** Opening GIVEN RECORDS block **
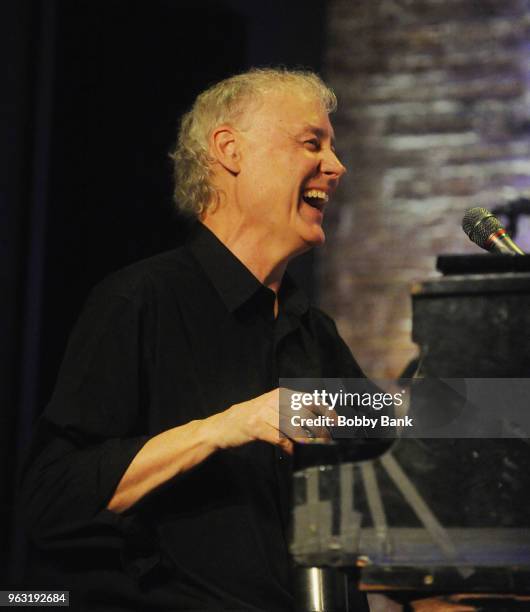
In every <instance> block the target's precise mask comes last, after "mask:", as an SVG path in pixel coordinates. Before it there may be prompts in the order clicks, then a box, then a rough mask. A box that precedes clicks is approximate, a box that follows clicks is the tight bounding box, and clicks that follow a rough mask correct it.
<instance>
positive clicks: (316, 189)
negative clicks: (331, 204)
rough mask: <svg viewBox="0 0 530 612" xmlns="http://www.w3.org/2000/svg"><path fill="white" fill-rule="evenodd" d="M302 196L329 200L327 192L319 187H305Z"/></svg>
** Closing GIVEN RECORDS block **
§ ASSIGNMENT: A faithful copy of each entry is required, and no picture may be carried into it.

§ WRITTEN RESPONSE:
In every <instance> block the target's precise mask comes last, after "mask:", as an SVG path in pixel coordinates. Before it there may be prompts in the order clicks, then a box, then a rough mask. A box that precedes clicks is approximate, a box that follows clicks is the tight bounding box, and clicks that follow a rough mask correct it.
<instance>
positive clicks: (316, 189)
negative clicks: (331, 204)
rough mask: <svg viewBox="0 0 530 612" xmlns="http://www.w3.org/2000/svg"><path fill="white" fill-rule="evenodd" d="M302 196L329 200L327 192L319 187H305Z"/></svg>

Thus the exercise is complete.